- _THE PROBLEM_
Write out the BBC comment thread below in full, word for word, with no changes.

- _PASSAGE GIVEN_
%%

About the only intelligent life on the airwaves other than it's namesake Radio 4.
Might as well cancel Radio 4 as well if you are removing it's only TV based equivalent.
I will emigrate to Asia if we lose the last bastion of culture paid for by the license fee...there'd nothing else keeping me here...
well to be honest, every now and again it'll throw up a decent show, Being Human is one of those (don't ask me to name any more because thats the only one i watch)
as for BBC spending, i think everyone has pretty much given up on grumbling because nothing happens ... controversy is started but we rarely see anything along the same lines as the recent/ongoing MP expenses stories.
Most of the programming that is on BBC3 and 4 ends up on BBC 1 and 2 repeated anyway, or simply channel-swapped. Torchwood, Little Britain, Screenwipe, QI, Shooting Stars, Heroes, etc.
If they took BBC3 and 4 off the air, they could fill BBC 1 & 2 with fewer repeats and more programming. And get rid of Snog, Marry or Avoid...
Sorry, don't agree - SMA should be transferred to BBC's 1/2 - it's a hoot, all these dozy post-teenies who have been putting the slap on with a shovel. It's also a very useful programme for pointing out to one's daughters "do you really want to look like _that_!?"
I could quite happily miss the rest of the content though - repeats of Doctor Who, Torchwood and EastEnders.
"I suspect that many grumblers don't really dislike the BBC - it's just the Beeb now provides so many reasons for people to dislike its behaviour"
Sounds like Apple could come into the same situation. People don't dislike it, they just don't like it's behaviour of trying to stifle Android by hitting HTC and locking their hardware and software so you can't do what you want with it.
(In fact lots of people would very much like a shinier laptop)
Are Apple locking their hardware and software? I am quite capable of writing, compiling and running my own OSX programs. I'm not the only one either as a quick web search for "osx software" will show (google returned 11million+ entries). So no "locking" there.
...and what the f**k has HTC/Android/Apple have to do with the BBC anyway? Nothing. You're just an Apple-hater, aren't you? (and not even a very clever one)

%%

- _MATERIAL_

%%

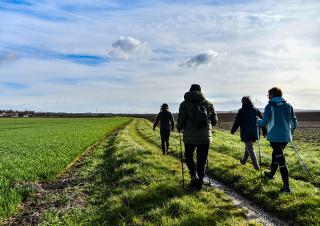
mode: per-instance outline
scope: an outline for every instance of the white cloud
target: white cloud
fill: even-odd
[[[213,50],[207,50],[204,53],[200,53],[194,57],[191,57],[185,63],[180,64],[180,66],[196,68],[203,65],[209,66],[212,64],[220,64],[226,56],[226,53],[219,53]]]
[[[130,59],[131,57],[146,57],[151,54],[151,49],[146,42],[142,42],[133,37],[120,37],[112,44],[114,48],[109,52],[111,56],[120,59]]]
[[[10,63],[16,61],[18,59],[18,55],[14,52],[3,52],[0,53],[0,65],[4,63]]]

%%

- _COMPLETED EXERCISE_
About the only intelligent life on the airwaves other than it's namesake Radio 4.
Might as well cancel Radio 4 as well if you are removing it's only TV based equivalent.
I will emigrate to Asia if we lose the last bastion of culture paid for by the license fee...there'd nothing else keeping me here...
well to be honest, every now and again it'll throw up a decent show, Being Human is one of those (don't ask me to name any more because thats the only one i watch)
as for BBC spending, i think everyone has pretty much given up on grumbling because nothing happens ... controversy is started but we rarely see anything along the same lines as the recent/ongoing MP expenses stories.
Most of the programming that is on BBC3 and 4 ends up on BBC 1 and 2 repeated anyway, or simply channel-swapped. Torchwood, Little Britain, Screenwipe, QI, Shooting Stars, Heroes, etc.
If they took BBC3 and 4 off the air, they could fill BBC 1 & 2 with fewer repeats and more programming. And get rid of Snog, Marry or Avoid...
Sorry, don't agree - SMA should be transferred to BBC's 1/2 - it's a hoot, all these dozy post-teenies who have been putting the slap on with a shovel. It's also a very useful programme for pointing out to one's daughters "do you really want to look like _that_!?"
I could quite happily miss the rest of the content though - repeats of Doctor Who, Torchwood and EastEnders.
"I suspect that many grumblers don't really dislike the BBC - it's just the Beeb now provides so many reasons for people to dislike its behaviour"
Sounds like Apple could come into the same situation. People don't dislike it, they just don't like it's behaviour of trying to stifle Android by hitting HTC and locking their hardware and software so you can't do what you want with it.
(In fact lots of people would very much like a shinier laptop)
Are Apple locking their hardware and software? I am quite capable of writing, compiling and running my own OSX programs. I'm not the only one either as a quick web search for "osx software" will show (google returned 11million+ entries). So no "locking" there.
...and what the f**k has HTC/Android/Apple have to do with the BBC anyway? Nothing. You're just an Apple-hater, aren't you? (and not even a very clever one)